» Problem details
Print the rows below verbatim from the line with "of the snow-covered" to the line with "pixel 797 193", including both of those lines. Leave any pictures out of your answer.

● ● ● ●

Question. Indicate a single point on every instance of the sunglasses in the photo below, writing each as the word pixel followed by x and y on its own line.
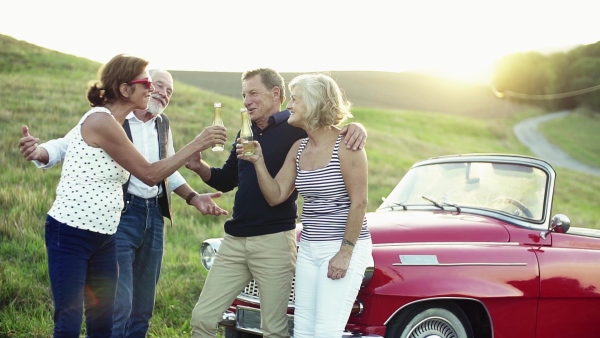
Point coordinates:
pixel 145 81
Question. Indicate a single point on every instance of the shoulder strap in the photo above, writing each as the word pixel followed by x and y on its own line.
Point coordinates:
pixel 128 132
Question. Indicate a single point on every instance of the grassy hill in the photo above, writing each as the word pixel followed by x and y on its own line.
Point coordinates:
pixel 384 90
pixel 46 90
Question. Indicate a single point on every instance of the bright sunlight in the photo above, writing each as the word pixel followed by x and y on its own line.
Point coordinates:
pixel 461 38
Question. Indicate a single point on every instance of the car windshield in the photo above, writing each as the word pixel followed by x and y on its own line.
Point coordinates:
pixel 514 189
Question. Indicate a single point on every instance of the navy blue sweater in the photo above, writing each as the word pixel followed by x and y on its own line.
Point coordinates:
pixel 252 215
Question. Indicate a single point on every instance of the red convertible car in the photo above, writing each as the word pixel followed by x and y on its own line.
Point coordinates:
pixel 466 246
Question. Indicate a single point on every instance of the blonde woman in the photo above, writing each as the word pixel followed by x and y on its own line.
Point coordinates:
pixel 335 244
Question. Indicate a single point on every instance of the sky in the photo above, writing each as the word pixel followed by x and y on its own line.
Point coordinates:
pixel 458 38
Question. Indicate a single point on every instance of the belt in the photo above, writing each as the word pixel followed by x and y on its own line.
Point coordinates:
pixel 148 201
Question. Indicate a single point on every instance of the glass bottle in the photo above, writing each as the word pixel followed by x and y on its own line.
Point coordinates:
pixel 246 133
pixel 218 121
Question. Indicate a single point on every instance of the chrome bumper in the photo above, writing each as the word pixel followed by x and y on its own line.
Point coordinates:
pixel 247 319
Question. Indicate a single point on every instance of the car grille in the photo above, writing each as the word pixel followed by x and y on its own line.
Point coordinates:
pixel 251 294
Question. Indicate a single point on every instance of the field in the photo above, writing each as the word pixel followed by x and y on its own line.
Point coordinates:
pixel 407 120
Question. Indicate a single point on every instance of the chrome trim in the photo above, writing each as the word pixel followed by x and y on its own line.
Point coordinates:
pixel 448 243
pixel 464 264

● ● ● ●

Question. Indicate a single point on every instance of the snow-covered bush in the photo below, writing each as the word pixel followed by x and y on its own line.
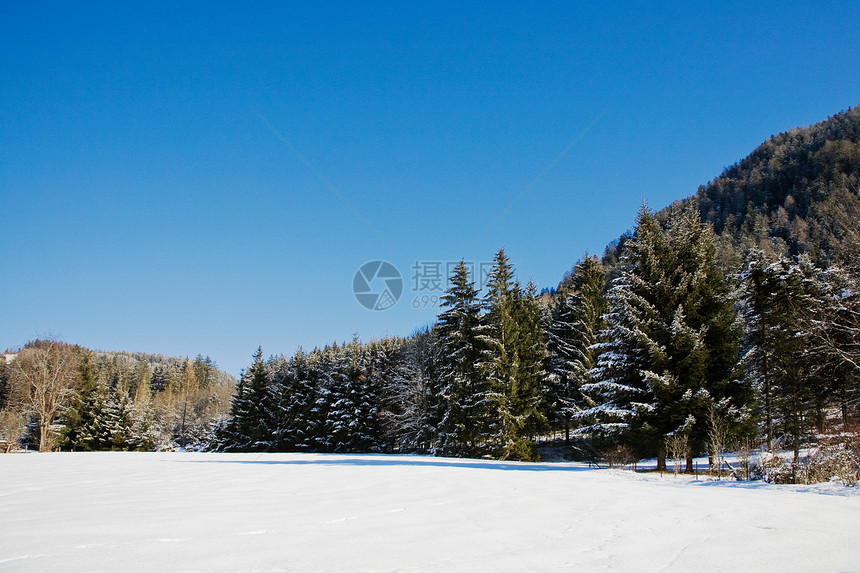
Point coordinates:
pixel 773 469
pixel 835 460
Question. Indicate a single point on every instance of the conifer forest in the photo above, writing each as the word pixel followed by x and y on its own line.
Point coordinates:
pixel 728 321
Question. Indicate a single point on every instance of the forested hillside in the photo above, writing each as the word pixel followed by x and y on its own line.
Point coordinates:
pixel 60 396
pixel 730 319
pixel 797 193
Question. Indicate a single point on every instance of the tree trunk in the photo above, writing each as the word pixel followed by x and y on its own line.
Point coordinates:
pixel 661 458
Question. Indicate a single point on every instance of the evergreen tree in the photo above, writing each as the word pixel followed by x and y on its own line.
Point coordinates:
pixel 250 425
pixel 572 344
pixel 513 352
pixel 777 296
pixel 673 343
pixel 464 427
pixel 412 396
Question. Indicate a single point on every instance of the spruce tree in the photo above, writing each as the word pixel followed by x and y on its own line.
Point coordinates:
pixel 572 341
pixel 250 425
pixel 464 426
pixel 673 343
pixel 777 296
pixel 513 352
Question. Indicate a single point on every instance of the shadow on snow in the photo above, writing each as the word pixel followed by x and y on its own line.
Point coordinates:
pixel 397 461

● ● ● ●

» Output of the exercise
Question. Indicate a single point on every instance of the snow-covered bush in the photo below, writing each as the word pixel followed by x and y on its own line.
Point coordinates:
pixel 773 469
pixel 835 460
Question. Indicate a single point on every instance of the conifer forest in the photo above, writing each as the word pixel followed by x and y on its own line.
Point coordinates:
pixel 728 321
Question. Indicate a single point on every instance of the forested hillside in the photo above, writing each as the word pixel followed by x and y on its own line.
Point coordinates:
pixel 60 396
pixel 730 319
pixel 797 193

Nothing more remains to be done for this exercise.